--- START ---

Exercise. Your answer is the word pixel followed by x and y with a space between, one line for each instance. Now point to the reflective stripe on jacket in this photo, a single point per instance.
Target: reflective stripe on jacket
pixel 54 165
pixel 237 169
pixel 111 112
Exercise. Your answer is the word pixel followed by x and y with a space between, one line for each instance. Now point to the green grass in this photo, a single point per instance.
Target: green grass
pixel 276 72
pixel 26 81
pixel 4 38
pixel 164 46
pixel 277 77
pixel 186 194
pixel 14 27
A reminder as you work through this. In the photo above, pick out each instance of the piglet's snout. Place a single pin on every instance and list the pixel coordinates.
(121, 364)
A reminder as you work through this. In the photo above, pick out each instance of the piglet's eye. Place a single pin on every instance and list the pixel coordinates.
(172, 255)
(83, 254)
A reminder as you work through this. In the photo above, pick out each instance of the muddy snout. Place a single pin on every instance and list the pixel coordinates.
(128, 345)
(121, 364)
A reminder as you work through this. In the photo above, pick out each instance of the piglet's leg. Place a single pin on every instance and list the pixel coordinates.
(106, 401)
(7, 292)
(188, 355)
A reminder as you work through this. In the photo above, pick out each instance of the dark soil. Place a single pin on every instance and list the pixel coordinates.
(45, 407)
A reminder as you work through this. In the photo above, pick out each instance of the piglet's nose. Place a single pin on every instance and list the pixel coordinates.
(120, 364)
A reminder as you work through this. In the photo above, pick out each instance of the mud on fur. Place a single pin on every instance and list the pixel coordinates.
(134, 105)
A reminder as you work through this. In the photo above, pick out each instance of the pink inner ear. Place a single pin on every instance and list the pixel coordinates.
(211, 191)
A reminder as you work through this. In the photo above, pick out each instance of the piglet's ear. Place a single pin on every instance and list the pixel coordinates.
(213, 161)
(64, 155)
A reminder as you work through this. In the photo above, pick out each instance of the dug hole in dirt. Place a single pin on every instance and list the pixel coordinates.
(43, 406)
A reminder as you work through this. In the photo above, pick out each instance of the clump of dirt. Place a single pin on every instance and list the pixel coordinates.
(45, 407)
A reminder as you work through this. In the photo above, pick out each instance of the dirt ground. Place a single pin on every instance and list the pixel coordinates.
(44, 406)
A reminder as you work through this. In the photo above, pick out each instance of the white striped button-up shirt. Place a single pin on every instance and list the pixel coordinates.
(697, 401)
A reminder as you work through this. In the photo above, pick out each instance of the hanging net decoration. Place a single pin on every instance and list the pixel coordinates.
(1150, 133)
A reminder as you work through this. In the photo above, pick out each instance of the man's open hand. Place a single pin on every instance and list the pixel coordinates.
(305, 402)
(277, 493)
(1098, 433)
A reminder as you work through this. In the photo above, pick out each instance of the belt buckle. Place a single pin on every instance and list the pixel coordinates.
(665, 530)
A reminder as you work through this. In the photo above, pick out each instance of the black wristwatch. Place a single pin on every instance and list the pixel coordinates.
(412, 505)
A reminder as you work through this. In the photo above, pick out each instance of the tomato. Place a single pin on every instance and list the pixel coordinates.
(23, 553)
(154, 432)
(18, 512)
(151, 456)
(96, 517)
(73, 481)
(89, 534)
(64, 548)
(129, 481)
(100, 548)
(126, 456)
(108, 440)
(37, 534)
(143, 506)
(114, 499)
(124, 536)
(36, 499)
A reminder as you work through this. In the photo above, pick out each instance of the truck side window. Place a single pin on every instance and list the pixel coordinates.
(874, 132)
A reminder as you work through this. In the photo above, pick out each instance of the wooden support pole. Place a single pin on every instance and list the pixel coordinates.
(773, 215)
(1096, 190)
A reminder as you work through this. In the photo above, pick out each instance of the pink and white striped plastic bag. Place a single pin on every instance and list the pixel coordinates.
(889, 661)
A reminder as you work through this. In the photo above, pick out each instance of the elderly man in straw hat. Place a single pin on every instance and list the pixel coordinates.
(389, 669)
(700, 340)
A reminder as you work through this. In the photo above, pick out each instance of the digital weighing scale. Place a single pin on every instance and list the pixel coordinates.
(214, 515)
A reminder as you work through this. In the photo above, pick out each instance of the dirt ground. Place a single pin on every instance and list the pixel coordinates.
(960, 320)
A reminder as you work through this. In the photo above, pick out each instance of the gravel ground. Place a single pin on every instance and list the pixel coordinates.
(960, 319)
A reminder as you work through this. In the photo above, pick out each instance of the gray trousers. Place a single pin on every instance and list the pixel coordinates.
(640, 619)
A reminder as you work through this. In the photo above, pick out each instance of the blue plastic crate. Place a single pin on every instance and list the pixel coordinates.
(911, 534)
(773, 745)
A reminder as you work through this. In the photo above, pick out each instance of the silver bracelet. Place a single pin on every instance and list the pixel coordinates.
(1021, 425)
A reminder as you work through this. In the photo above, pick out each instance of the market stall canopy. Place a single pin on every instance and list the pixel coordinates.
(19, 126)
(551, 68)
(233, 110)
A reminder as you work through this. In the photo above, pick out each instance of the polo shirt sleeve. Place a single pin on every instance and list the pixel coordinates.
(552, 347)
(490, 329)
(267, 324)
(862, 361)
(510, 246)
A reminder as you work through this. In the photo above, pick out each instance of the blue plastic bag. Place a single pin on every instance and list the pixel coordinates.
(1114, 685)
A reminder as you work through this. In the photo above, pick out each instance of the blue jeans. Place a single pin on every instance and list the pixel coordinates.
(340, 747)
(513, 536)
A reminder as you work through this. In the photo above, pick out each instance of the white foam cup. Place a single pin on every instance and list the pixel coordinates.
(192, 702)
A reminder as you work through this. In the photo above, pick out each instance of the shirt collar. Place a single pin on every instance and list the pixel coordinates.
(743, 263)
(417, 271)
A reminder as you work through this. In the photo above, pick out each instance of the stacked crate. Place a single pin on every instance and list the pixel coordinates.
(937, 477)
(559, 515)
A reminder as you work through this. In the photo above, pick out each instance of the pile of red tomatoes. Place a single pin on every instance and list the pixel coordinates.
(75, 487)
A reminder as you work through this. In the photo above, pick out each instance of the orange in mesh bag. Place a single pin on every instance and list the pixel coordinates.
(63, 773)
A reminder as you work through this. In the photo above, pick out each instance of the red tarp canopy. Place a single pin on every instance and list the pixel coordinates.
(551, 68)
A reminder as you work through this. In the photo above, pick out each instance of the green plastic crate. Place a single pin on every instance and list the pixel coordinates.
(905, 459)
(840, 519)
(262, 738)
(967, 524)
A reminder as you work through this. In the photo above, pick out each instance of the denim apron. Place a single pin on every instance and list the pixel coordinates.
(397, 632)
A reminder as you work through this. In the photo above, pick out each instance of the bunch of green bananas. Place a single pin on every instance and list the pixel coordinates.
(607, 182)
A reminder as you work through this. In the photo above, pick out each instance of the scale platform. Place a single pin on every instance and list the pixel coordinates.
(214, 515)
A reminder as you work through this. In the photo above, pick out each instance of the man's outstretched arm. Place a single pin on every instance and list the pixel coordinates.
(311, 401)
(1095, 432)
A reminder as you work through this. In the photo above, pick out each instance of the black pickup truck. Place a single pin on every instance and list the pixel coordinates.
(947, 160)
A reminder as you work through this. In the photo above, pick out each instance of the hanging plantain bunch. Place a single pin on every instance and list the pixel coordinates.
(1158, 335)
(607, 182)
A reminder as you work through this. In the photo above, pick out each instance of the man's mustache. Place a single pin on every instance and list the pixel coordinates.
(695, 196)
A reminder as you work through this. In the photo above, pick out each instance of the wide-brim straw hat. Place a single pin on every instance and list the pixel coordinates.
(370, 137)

--- END ---

> _WHAT TO WORK ON_
Say how many lines of the data above include the word "Exercise", and add nothing further.

> _WRITTEN ANSWER_
2